# [What you will do]
How many lines in the items below contain the word "skate"? Reply with the number only.

(Object location annotation data)
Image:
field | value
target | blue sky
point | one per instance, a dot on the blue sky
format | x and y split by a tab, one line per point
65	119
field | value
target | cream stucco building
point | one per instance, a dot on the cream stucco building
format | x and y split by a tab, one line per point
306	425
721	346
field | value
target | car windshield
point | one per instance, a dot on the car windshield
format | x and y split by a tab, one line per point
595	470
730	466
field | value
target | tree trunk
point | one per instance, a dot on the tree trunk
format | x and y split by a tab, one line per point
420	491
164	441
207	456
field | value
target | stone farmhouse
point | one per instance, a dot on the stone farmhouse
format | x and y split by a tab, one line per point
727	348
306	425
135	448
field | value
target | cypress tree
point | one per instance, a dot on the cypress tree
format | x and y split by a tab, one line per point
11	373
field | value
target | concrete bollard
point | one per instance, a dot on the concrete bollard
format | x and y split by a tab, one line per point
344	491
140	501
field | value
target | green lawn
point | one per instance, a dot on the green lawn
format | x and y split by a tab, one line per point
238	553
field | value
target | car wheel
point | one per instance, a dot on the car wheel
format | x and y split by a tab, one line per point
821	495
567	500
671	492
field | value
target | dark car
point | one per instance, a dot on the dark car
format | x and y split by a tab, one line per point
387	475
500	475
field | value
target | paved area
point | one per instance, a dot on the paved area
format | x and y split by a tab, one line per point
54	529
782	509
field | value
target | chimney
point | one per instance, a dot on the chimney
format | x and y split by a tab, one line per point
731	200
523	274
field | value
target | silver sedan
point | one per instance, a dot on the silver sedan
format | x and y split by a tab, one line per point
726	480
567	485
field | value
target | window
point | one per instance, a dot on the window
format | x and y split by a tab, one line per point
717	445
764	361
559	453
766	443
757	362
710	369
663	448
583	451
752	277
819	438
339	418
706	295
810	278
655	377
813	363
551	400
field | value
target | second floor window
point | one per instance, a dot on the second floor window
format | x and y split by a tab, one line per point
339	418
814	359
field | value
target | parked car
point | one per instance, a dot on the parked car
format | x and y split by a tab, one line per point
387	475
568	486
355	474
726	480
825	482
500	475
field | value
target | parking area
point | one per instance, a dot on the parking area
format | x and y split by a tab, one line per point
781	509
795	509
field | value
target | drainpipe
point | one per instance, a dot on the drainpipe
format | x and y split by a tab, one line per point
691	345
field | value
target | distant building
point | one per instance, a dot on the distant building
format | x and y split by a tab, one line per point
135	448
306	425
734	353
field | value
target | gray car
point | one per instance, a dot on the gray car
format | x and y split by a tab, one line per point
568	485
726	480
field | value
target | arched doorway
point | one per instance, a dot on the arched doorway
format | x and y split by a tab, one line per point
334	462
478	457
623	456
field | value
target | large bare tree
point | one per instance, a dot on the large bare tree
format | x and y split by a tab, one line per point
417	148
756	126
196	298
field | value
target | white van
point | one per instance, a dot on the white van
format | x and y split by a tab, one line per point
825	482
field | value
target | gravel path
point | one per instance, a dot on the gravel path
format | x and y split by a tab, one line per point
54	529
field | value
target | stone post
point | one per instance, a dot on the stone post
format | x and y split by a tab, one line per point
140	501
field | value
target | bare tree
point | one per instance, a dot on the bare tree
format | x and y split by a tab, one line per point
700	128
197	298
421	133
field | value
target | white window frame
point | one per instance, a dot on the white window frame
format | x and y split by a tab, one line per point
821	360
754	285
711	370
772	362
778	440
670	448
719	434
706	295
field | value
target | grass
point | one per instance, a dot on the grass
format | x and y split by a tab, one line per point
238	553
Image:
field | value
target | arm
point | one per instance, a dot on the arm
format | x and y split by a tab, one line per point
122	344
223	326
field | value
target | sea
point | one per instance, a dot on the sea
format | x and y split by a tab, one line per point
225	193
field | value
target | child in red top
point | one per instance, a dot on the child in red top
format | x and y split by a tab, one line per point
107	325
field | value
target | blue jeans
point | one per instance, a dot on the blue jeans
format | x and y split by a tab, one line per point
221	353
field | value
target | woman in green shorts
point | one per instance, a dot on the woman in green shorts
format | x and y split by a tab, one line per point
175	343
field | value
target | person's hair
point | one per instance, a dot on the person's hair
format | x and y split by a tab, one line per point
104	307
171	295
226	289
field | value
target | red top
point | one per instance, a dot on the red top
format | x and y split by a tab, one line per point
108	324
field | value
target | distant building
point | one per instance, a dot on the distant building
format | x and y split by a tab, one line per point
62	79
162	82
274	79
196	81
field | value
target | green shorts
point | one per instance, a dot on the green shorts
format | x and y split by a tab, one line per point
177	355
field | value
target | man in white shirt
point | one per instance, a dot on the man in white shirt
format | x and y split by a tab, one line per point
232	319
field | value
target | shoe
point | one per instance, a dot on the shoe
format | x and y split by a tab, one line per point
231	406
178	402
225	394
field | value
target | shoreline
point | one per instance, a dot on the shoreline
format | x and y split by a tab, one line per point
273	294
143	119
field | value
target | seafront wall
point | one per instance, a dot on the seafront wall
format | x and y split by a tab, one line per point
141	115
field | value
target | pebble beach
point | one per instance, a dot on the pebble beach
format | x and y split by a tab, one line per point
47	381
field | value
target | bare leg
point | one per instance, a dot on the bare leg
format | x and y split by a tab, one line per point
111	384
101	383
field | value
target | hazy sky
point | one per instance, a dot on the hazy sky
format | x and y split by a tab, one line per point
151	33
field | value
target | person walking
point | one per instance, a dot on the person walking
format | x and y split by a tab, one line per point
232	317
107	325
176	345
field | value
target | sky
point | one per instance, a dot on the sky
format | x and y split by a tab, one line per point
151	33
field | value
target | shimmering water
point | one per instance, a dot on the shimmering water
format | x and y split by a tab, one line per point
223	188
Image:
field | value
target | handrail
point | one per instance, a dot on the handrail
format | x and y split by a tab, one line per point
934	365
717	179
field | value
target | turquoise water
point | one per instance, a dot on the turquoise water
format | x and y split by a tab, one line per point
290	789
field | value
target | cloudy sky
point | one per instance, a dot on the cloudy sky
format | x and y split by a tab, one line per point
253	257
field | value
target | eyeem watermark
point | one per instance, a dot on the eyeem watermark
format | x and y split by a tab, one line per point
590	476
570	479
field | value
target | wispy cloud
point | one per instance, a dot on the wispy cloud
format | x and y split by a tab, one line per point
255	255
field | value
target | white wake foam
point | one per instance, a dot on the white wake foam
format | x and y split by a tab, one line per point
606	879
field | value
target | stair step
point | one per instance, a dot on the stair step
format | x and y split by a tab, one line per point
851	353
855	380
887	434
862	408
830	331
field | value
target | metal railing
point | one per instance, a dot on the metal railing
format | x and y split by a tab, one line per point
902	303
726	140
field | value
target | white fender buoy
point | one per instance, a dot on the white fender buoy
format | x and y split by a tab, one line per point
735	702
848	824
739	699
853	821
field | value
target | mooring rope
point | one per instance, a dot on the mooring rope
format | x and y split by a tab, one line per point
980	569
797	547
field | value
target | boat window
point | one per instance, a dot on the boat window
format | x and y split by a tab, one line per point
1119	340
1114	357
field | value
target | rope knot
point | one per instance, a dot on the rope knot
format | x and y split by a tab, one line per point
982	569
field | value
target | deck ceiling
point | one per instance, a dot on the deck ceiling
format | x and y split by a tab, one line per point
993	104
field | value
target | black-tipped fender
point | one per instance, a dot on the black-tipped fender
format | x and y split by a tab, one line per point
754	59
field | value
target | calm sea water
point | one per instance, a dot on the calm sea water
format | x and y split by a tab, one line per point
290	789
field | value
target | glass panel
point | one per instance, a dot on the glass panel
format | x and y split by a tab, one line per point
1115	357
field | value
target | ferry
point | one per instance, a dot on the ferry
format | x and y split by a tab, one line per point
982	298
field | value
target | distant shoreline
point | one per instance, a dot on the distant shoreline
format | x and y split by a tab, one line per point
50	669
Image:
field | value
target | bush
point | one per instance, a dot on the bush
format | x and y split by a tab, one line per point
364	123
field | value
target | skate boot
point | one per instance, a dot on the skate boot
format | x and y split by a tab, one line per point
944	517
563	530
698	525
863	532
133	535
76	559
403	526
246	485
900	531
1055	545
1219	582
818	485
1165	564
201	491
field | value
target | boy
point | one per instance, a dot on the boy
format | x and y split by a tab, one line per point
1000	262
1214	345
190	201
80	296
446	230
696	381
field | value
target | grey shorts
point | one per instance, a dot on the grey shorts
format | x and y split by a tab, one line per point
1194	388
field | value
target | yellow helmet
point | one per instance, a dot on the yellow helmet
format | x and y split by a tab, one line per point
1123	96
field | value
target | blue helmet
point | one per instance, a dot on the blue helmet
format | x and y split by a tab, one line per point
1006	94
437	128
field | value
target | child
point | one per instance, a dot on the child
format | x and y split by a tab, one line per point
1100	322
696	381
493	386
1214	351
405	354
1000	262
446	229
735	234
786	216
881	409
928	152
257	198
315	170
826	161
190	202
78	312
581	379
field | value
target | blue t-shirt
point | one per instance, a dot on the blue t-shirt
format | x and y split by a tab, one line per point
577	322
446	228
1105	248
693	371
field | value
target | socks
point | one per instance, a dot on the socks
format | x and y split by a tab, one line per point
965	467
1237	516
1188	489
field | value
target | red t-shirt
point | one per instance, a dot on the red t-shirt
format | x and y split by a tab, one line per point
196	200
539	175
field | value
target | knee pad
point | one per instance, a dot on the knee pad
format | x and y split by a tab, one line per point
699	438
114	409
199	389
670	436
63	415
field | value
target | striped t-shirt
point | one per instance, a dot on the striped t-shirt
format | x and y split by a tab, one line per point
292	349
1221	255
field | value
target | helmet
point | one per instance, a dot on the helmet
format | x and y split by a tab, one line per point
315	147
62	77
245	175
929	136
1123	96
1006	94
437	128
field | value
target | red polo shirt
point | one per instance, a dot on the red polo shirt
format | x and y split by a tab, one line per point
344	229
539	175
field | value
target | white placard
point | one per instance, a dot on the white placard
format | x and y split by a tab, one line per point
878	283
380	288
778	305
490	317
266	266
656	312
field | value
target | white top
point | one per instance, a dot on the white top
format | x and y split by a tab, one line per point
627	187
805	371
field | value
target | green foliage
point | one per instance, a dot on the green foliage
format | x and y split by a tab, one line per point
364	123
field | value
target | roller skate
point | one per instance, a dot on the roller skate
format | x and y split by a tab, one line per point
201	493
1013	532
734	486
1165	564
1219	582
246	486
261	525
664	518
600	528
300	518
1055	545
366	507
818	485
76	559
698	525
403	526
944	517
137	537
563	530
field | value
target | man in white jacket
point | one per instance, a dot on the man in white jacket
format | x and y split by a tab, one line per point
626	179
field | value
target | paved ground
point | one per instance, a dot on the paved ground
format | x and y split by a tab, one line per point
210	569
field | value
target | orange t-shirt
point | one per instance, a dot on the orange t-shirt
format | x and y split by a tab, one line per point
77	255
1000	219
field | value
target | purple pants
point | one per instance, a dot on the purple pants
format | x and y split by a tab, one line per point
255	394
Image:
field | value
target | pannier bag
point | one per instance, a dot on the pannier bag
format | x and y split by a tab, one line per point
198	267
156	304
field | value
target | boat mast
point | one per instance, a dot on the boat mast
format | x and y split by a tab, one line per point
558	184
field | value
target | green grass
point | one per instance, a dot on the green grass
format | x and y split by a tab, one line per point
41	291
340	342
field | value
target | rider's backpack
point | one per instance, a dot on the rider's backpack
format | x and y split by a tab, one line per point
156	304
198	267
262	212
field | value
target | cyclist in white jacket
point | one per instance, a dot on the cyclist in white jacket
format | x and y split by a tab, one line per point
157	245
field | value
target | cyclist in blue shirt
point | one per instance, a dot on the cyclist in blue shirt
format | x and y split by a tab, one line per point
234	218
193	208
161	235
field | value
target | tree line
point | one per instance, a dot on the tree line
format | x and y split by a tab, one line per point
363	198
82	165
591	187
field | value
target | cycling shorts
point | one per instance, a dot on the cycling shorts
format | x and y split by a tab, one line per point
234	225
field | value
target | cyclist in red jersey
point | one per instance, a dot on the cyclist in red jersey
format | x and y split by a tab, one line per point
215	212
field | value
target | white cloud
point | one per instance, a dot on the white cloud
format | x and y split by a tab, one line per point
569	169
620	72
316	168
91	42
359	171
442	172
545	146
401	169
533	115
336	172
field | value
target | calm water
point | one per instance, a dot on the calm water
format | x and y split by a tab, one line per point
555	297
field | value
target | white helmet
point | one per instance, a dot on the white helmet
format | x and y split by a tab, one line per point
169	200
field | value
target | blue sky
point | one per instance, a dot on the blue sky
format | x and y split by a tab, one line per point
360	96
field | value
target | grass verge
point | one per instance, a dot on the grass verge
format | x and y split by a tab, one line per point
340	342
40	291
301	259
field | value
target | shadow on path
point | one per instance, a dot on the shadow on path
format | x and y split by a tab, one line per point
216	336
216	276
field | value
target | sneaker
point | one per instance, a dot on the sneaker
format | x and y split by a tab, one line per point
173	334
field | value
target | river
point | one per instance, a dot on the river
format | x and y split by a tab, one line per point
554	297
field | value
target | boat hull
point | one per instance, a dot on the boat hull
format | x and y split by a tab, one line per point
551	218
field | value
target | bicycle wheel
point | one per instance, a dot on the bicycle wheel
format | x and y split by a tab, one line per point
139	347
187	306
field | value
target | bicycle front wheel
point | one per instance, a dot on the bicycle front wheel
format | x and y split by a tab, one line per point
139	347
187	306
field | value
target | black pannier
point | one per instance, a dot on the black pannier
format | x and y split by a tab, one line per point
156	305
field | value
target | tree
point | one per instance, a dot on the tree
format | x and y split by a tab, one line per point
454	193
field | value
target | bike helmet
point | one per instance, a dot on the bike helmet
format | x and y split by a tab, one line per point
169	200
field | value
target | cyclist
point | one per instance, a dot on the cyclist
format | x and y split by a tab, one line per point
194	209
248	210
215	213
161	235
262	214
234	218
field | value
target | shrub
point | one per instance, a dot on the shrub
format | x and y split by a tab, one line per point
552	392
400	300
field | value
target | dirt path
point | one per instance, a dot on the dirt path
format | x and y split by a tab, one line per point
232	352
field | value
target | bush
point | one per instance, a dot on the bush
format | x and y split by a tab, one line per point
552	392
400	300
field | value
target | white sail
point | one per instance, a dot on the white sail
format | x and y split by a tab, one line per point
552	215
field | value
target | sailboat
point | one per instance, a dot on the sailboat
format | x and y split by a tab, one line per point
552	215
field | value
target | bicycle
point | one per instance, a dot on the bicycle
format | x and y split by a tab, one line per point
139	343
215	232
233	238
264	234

# [Solution]
4